Task objective: Copy out every line of the records below word for word, but leave out the pictures.

** Start Recorded data **

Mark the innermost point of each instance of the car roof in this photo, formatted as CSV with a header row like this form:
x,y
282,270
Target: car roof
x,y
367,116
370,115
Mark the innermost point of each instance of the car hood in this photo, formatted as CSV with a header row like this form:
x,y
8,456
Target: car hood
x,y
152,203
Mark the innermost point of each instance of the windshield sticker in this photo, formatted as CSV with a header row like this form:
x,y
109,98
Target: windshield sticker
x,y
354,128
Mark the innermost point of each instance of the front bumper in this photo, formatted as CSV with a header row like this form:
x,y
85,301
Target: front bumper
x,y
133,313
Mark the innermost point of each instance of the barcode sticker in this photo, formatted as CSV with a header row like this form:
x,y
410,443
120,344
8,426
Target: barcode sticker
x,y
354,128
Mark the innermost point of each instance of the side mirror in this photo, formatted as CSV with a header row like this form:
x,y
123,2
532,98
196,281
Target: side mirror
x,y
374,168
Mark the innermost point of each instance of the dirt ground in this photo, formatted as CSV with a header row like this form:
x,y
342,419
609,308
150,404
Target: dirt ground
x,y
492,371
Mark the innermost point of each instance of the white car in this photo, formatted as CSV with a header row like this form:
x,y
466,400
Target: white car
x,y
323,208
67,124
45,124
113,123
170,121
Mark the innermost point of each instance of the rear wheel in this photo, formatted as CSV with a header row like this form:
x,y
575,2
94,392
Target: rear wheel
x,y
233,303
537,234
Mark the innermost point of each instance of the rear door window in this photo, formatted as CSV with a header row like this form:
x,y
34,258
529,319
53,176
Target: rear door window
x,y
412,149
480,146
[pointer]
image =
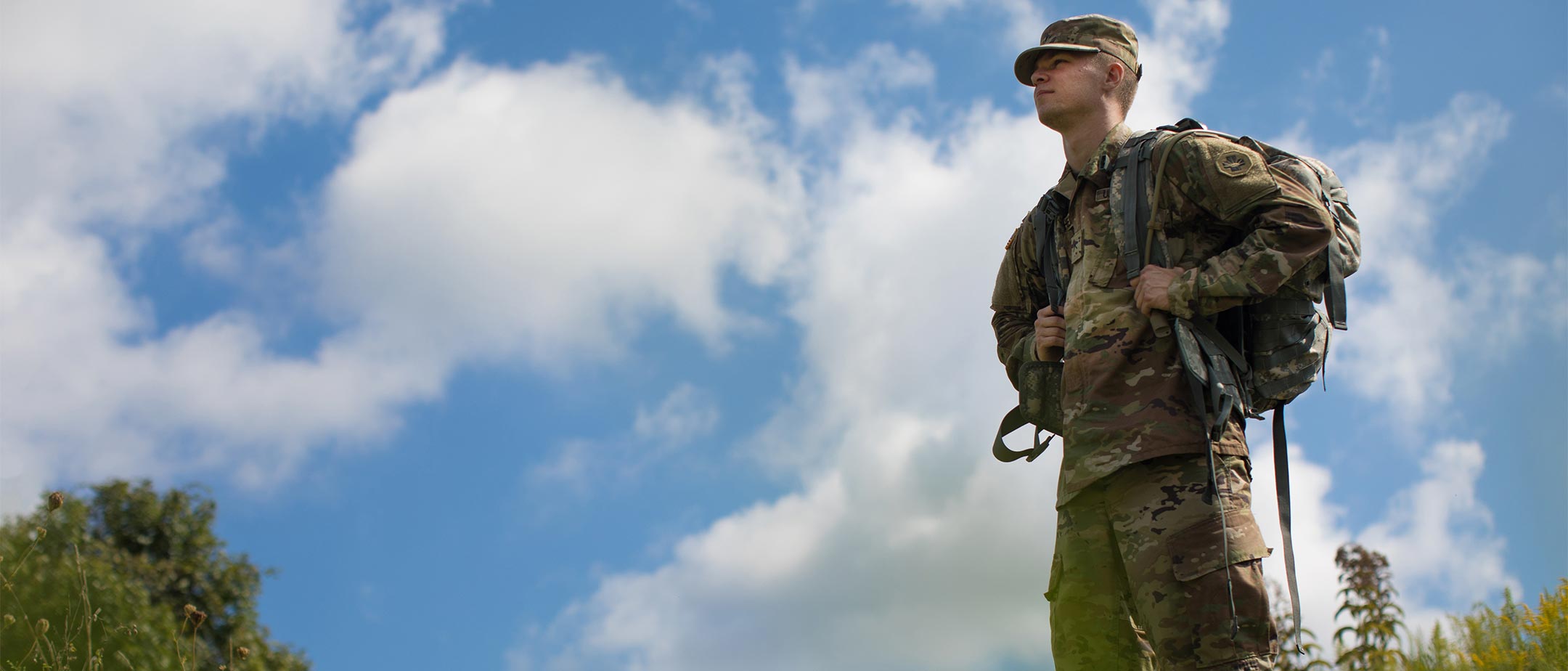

** End Recorded data **

Result of the task:
Mark the innermost point of each instance of the car roof in this photo, formatted as CSV with a header row like this form:
x,y
282,270
Target: car roof
x,y
367,116
370,115
Mark the innermost point of each instance of the car hood in this photo, formatted as CSV with a header row like this form:
x,y
8,456
Target: car hood
x,y
152,203
Mark the innermost point of each instance of the windshield sticker in this photo, formatted as CSV with a header row like this form:
x,y
109,98
Target: windshield sticker
x,y
354,128
Mark the innermost point of each instance of the front bumper in this photo, formatted as CSV with a header row like this form:
x,y
85,301
Target: front bumper
x,y
133,313
Mark the innermost point of each instance of the barcode sticker in this photo, formatted as CSV with a header row like this form:
x,y
410,443
120,344
8,426
Target: barcode sticker
x,y
354,128
Mark the innermost point of each instance of the side mirror in this photo, formatted as CSV with a header row like this form:
x,y
123,2
532,98
196,281
Target: side mirror
x,y
374,168
Mark the innermost point of each instance of the dirt ground in this photo, formatted as CSV with a header row like this form:
x,y
342,419
609,308
150,404
Target: dirt ground
x,y
492,371
Mark the innermost point of each instance of the white car in this photo, formatted as CSV with a header row like this form:
x,y
466,400
Target: white car
x,y
323,208
67,124
45,124
113,123
170,121
Mark the innermost point of each instance of the rear wheel in this photo, formatted as CSV with a header row like this form:
x,y
575,2
94,392
Target: rear wheel
x,y
233,303
537,234
Mark the innermost point of each instance of the rear door window in this photo, formatted as CSV with a header row like this form:
x,y
34,258
529,319
53,176
Target: rear door window
x,y
412,149
480,146
[pointer]
image =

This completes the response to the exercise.